**YOUR OBJECTIVE**
The number of lines holding the string "slope" is all that is wanted; count them in the records below.

**DATA FOR REVIEW**
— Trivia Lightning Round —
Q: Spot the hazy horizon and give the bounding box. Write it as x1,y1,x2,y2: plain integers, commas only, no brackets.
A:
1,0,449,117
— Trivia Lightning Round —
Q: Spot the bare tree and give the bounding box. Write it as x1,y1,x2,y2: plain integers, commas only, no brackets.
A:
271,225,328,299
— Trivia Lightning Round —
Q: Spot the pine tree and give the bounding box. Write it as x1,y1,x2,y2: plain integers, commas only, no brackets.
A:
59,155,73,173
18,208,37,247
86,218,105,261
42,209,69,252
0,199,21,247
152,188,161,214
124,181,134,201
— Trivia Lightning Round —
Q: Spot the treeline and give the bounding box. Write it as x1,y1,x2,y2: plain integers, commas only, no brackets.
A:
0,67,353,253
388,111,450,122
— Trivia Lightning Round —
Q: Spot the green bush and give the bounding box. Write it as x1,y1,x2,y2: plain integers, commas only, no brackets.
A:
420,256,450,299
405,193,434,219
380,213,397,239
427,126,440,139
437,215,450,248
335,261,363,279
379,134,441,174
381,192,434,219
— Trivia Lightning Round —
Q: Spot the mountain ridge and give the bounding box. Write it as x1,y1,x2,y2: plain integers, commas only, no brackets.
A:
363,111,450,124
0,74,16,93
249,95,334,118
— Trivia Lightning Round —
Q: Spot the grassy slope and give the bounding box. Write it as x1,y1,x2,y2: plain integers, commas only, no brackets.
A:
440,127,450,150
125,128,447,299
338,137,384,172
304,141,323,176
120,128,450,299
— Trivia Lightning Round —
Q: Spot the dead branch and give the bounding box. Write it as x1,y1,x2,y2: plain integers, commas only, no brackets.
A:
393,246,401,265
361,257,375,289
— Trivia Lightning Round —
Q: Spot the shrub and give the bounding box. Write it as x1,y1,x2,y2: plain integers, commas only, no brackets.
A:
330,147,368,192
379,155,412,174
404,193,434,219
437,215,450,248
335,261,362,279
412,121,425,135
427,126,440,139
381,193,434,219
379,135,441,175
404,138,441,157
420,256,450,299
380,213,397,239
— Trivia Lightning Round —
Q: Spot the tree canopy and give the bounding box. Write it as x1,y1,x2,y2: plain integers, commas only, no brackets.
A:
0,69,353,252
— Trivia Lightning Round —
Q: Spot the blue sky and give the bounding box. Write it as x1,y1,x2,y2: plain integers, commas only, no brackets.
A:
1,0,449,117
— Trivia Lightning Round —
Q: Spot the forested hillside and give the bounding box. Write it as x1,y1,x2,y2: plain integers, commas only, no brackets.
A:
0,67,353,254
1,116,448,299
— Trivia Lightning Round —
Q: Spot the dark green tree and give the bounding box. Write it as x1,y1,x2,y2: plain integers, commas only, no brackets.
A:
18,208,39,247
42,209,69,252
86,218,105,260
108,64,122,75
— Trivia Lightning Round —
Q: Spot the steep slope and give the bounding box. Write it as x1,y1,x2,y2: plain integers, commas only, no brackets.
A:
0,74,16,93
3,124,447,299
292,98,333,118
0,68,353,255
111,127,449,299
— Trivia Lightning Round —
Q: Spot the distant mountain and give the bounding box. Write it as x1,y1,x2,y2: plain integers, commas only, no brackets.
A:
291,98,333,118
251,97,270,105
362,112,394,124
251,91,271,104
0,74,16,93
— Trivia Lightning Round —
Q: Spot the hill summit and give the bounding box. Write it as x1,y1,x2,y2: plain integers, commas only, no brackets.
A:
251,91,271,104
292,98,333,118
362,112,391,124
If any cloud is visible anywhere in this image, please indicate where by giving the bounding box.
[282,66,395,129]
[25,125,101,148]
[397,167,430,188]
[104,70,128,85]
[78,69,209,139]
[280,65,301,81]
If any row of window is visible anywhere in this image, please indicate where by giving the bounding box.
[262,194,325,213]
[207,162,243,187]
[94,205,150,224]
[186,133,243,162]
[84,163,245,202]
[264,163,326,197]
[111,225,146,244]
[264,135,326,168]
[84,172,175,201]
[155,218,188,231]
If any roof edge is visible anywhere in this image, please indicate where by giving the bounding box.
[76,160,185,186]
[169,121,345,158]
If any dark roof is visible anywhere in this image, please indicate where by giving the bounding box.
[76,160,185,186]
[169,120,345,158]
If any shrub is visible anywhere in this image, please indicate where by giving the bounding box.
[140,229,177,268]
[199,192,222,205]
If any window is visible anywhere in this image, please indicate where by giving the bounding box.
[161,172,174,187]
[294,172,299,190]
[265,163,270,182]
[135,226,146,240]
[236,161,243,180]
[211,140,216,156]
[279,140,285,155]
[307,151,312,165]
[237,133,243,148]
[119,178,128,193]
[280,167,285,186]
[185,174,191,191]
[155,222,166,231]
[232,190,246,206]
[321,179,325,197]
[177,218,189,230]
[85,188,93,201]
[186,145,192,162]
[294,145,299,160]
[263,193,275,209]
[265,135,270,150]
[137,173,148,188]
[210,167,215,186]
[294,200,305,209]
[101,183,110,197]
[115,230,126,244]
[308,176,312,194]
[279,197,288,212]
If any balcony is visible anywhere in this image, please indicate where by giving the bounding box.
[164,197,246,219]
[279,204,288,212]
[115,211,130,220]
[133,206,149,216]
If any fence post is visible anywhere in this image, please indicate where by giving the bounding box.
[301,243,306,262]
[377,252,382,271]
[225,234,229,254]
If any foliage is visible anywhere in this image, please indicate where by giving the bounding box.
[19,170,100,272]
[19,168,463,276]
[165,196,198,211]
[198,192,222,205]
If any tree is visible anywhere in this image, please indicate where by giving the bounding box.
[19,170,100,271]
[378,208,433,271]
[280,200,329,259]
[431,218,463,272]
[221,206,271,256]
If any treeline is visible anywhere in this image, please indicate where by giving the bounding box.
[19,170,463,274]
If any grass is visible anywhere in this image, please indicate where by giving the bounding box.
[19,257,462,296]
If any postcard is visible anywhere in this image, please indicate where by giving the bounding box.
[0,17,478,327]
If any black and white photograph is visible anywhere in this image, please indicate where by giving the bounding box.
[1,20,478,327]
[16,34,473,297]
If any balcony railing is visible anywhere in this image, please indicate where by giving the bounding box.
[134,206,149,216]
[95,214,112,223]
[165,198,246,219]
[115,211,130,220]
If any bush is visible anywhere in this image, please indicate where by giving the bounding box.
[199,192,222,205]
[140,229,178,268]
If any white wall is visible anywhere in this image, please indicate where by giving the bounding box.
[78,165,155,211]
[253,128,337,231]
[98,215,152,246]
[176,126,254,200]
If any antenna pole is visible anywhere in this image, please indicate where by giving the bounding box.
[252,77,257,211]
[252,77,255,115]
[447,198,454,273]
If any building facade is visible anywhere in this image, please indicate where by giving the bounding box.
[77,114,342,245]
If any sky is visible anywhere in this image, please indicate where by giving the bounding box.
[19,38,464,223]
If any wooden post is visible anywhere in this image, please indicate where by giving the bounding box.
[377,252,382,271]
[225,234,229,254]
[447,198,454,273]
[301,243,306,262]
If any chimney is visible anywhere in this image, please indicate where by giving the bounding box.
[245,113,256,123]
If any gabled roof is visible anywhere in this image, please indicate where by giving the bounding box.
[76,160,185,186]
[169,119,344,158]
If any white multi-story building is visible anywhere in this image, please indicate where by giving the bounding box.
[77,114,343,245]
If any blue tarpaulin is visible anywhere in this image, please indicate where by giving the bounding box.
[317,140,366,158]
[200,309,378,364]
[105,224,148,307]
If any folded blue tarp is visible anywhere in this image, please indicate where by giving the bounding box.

**ANSWER TO THE EXERCISE**
2